▶ QUOTED PASSAGE:
________________________________________
Saturday, January 05, 2008

Uncle Dom

My Uncle passed away early this morning. My Dad was there and has been there to help.

The bulk of both my parents' families have been back East. And even more local family we saw once a year. The funny thing is, when it is like that I tend to have very vivid memories whenever I did meet them. To my knowledge I only met Dom once, but since then he's been my favorite Uncle. Some odd relations connection - that he was nice and simple and direct was what I remember. He reminded me quite a bit of my dad (even though I think my Dad would say they weren't very alike) but all the Brights remind me of each other with little tweaks here and there. Like Annie and Lucy I see as both very warm and loving and open but Annie is sillier and Lucy more connectable - in tune. Mary reminded me of the other two with a smidge of anxiety thrown in. I am very fond of a memory with my Uncle Johnny shortly before he passed away - it was right when Steve and I had started dating and everyone I talked to (whether they knew him or not) tended to be keen on trying to tone down the possibilities, the excitement or whatever. But Johnny (who had always struck me as uncomfortable talking to me before) just had a nice little conversation with me about it all and was really sweet about it.
________________________________________
▶ GIVEN MATERIAL:

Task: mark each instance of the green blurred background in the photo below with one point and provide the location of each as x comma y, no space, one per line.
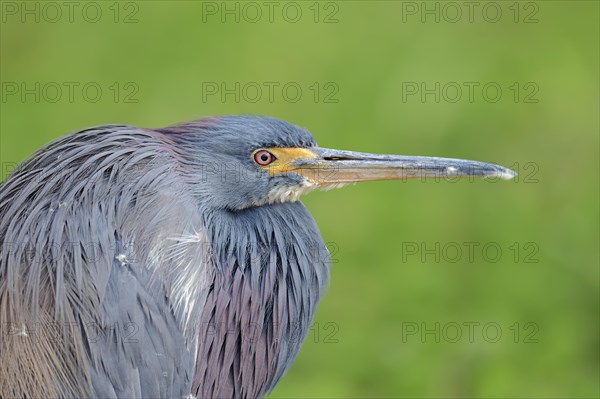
396,271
________________________________________
▶ WHAT IS ASKED:
a – Translate this sentence from the blog post about Uncle Dom into Spanish: "My Dad was there and has been there to help."
b – According to the blog post about Uncle Dom, how many times did the writer meet Dom?
c – Pick up the blog post about Uncle Dom after its last sentence and continue it.

▶ EXPECTED RESPONSES:
a – Mi papá estaba allí y ha estado allí para ayudar.

b – Only once, to the writer's knowledge.

c –
Of course the big difference, I think, between my Dad and his family is that my Dad is in tune very deeply to the world of the heart. Not just intuitively but consciously. This is why, I think, it is such an enormous gift and help for him to be there for his siblings as they pass away or have someone they love pass away. He understands and guides and reassures all the while being stable and strong and big enough to lean on or ask to take out the garbage. He's a good guy, my Dad, and I'm sorry he's lost a brother.

3 comments:

Creative Mama said...

I'm glad things were not more drawn out then they needed to be.... my prayers are with him... and the family...

Juliana Shain said...

Awwww....that's so sad.
It's true that your dad has a very calming energy. I was thinking that when I was looking at the pics of Jack sleeping on him...kinda like the Lion in the Lion, the Witch, and the Wardrobe.
That must be a horrible thing to lose a sibling; they are apart of you.
I'm sorry for your daddy. He has such a nice family.

Anonymous said...

Thank you dear heart.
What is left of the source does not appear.